* _Your instructions_
Every record must be retyped as it stands.

____________________

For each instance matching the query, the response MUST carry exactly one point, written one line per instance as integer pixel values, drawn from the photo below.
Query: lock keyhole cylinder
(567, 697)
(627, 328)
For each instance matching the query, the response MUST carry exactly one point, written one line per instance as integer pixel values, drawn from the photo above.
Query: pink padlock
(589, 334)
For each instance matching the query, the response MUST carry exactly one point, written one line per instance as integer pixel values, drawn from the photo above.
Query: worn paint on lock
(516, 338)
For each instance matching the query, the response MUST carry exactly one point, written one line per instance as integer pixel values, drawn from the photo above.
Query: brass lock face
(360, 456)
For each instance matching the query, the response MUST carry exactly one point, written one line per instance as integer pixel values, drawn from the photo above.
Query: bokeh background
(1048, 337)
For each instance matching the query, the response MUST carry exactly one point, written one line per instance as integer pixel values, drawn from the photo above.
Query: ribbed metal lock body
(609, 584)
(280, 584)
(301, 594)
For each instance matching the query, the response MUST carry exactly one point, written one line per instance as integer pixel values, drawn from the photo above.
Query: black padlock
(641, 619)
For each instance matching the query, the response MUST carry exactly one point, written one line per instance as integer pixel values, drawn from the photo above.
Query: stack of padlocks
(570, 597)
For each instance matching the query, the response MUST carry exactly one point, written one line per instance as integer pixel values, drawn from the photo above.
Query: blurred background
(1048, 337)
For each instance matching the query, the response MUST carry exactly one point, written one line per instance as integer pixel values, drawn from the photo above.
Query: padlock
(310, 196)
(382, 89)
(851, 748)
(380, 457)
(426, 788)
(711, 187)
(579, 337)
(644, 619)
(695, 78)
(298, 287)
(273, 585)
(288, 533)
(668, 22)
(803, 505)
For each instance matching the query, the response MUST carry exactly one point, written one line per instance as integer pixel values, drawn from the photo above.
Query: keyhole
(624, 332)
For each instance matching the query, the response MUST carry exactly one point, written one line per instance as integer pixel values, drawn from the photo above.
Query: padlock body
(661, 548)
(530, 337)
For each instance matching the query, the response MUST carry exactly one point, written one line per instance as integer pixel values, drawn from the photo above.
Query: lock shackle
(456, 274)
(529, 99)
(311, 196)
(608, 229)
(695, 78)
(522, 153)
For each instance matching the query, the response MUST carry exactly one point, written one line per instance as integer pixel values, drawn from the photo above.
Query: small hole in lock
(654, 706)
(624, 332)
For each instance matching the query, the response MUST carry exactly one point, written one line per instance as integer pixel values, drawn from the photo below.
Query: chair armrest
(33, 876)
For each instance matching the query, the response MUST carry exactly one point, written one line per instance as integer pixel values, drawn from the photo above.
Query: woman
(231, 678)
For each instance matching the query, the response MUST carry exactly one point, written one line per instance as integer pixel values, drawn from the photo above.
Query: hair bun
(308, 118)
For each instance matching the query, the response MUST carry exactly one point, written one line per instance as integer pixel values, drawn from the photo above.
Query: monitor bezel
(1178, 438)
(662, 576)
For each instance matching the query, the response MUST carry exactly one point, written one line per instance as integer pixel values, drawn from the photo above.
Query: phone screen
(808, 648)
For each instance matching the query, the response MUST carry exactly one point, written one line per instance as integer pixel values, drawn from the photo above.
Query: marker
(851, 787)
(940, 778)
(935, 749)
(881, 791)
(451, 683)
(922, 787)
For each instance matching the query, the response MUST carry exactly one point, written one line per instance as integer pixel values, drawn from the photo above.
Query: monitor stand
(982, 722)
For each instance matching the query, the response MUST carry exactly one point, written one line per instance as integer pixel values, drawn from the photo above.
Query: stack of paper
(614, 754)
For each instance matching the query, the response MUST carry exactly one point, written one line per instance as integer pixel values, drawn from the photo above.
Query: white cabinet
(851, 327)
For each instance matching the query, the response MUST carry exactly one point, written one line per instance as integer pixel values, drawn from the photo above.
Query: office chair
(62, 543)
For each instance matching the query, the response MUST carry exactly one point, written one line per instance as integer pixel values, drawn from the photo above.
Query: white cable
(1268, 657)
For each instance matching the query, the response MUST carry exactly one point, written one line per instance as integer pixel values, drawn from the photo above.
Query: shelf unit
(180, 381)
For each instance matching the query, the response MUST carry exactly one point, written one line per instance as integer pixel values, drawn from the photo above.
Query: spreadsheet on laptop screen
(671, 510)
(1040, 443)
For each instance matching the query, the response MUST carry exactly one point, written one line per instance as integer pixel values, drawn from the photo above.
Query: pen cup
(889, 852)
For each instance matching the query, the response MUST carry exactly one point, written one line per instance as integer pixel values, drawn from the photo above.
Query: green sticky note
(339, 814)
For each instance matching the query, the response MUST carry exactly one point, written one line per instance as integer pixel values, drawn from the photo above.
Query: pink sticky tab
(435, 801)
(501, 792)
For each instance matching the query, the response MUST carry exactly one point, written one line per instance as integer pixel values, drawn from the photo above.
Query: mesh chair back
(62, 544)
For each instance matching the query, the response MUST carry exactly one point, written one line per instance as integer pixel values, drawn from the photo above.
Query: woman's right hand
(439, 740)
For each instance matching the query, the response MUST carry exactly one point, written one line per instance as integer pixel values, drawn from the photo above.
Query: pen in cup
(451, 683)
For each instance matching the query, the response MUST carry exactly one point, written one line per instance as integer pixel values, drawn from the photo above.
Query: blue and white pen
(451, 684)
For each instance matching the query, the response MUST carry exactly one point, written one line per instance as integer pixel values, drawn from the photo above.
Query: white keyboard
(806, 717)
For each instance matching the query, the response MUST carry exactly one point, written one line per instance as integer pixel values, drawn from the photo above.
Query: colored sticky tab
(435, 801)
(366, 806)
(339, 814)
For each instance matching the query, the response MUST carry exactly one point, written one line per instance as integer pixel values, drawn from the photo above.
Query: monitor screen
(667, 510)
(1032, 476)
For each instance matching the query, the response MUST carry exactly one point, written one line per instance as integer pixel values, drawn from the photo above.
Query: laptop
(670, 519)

____________________

* _Response to this exercise_
For each instance matching the query, the response MUST carry exactly one point, written one line per instance as integer pixel values, drawn from the photo below.
Query: lock keyhole cylinder
(567, 697)
(627, 328)
For each instance matching the query, the response MUST carry exactly one point, written one line per instance as integer pixel values, drawn from the photo above.
Query: pink padlock
(589, 334)
For each instance matching the query, the response MUST carry exactly one point, written one line per instance as integer pixel values, drawn from the photo above.
Query: worn paint on lock
(516, 338)
For each instance matching the query, the response MUST carry exactly one point, written one line per instance as integer pixel values, drawn from the photo above.
Query: brass lock face
(360, 456)
For each instance matching the query, the response MUST carry exactly one point, written one line per instance as integer pixel values, drawn from the photo above.
Query: bokeh background
(1048, 337)
For each instance matching the query, the response MUST carry exactly one point, written one line per instance as integer pixel values, drawn from the photo above.
Query: ribbed metal lock body
(609, 584)
(280, 584)
(301, 594)
For each instance matching the query, the response MUST carry exactly one point, written one line per instance as integer pixel values, drawn from the photo above.
Query: black padlock
(641, 619)
For each instance matching the query, the response MUST carry exactly one point, written one line per instance as integer pixel values, drawn from the photo above.
Query: stack of padlocks
(570, 597)
For each instance matching the query, the response MUST carry exactly one point, written one line per instance as integer pixel values, drawn from the photo above.
Query: blurred background
(1048, 337)
For each instance matching the query, the response MUST carry exactly one point, written one line per instance as integer pixel values, drawn from the photo above.
Query: padlock
(310, 196)
(382, 89)
(851, 748)
(380, 457)
(426, 788)
(711, 187)
(579, 337)
(644, 619)
(695, 78)
(298, 287)
(273, 585)
(288, 533)
(668, 22)
(803, 505)
For each instance matching the query, the response MUST carry exactly one point, written one line per instance as integer pixel values, drawn from the photo above.
Query: keyhole
(624, 332)
For each instance matching the query, the response MUST carry exactly one point, written one line per instance as integer pixel values, drawn from the photo above.
Query: padlock body
(661, 548)
(530, 337)
For each instance matching the query, the response MUST carry exactly one point, written one line per instance as integer pixel values, drawn from the photo above.
Query: lock shackle
(456, 274)
(529, 99)
(311, 196)
(608, 229)
(695, 78)
(522, 153)
For each instance matching the query, the response MUST carry exactly one point, written one line per instance as integer pixel values, drawn from the photo above.
Query: small hole in lock
(654, 706)
(624, 332)
For each instance matching the query, the response MUST carry exactly one point, written one line per instance as integer pixel values, drawn from the photo below.
Query: chair armrest
(33, 876)
For each instance matching the query, the response MUST carry exactly one point, written one line per instance as integer pixel values, drawn from the photo above.
Query: woman
(231, 678)
For each instance matching the query, the response MUST carry exactly one point, written one line per instance as integer pixel values, drawn from the photo above.
Query: hair bun
(308, 118)
For each instance matching the query, the response MUST carry exactly one point, written one line per instance as integer pixel values, drawn from the photo above.
Query: monitor bezel
(1178, 438)
(662, 576)
For each instance matching the query, the response MUST carry exactly one point, written one line per instance as integer pixel values, drawn from the photo above.
Query: phone screen
(808, 648)
For each instance matching the query, the response MUST carry exactly one point, written one line per instance as integer pixel values, drawn from the photo above.
Query: marker
(851, 787)
(940, 778)
(935, 749)
(881, 791)
(451, 683)
(922, 787)
For each instance matching the query, the response MUST carry exactly one point, written one line per instance as integer pixel values, drawn from the photo above.
Query: monitor stand
(982, 722)
For each instance matching the query, the response MUST carry exactly one point, written one line per instance as integer pixel values, drawn from the photo above.
Query: stack of paper
(614, 754)
For each instance matching the query, the response MUST carry exactly one point, written one line per instance as integer pixel values, drawn from the photo above.
Query: white cabinet
(851, 327)
For each instance matching the query, the response MUST carry exactly one point, written one line per instance as integer pixel values, drawn from the photo above.
Query: office chair
(62, 543)
For each instance matching the query, the response MUST carry exactly one point, written one line per instance as integer pixel values, drawn from the photo above.
Query: white cable
(1268, 657)
For each instance matching the query, the response MUST carry exactly one point, written one line per instance as integer pixel values, drawn from the photo above.
Query: shelf unit
(180, 381)
For each instance matching the query, the response MUST carry exactly one point, written one line per instance as integer pixel values, drawn from the photo above.
Query: spreadsheet on laptop screen
(671, 510)
(1040, 443)
For each instance matching the query, the response MUST carry exactly one point, written one line per instance as integer pixel values, drawn from the photo above.
Query: pen cup
(889, 852)
For each instance matching the query, the response MUST carry exactly one point, written one line per instance as integer pixel values, drawn from the photo above.
Query: green sticky note
(339, 814)
For each instance matching the query, the response MUST carry exactly one point, written one line per instance as integer pixel values, drawn from the photo above.
Query: pink sticky tab
(435, 801)
(501, 792)
For each instance matching the query, the response MUST carry exactly one point, written one line per instance as integer pixel values, drawn from the photo above.
Query: mesh chair back
(62, 544)
For each instance matching the query, the response MUST carry exactly one point, written one line per instance as integer pixel values, drawn from the photo above.
Query: woman's right hand
(439, 740)
For each instance matching the query, the response MUST carry exactly one point, written one line per instance as integer pixel values, drawn from the photo above.
Query: pen in cup
(451, 683)
For each instance matching the query, the response MUST carry exactly one point, written one line per instance as integer pixel values, drawn from the photo above.
Query: blue and white pen
(451, 684)
For each instance matching the query, the response MUST carry exactly one point, written one line per instance as integer pixel values, drawn from the photo above.
Query: white keyboard
(806, 717)
For each instance matching the query, the response MUST carry exactly one point, written one line per instance as integer pixel values, drawn from the photo above.
Query: colored sticky tab
(435, 801)
(366, 806)
(339, 814)
For each instance matching the query, the response MUST carry exactly one point, written one line per instance as integer pixel values, drawn from the photo above.
Query: monitor screen
(667, 510)
(1032, 476)
For each instance matching the query, the response MUST carry exactly one point, written one line per instance as integer pixel values, drawn from the photo above.
Query: laptop
(670, 519)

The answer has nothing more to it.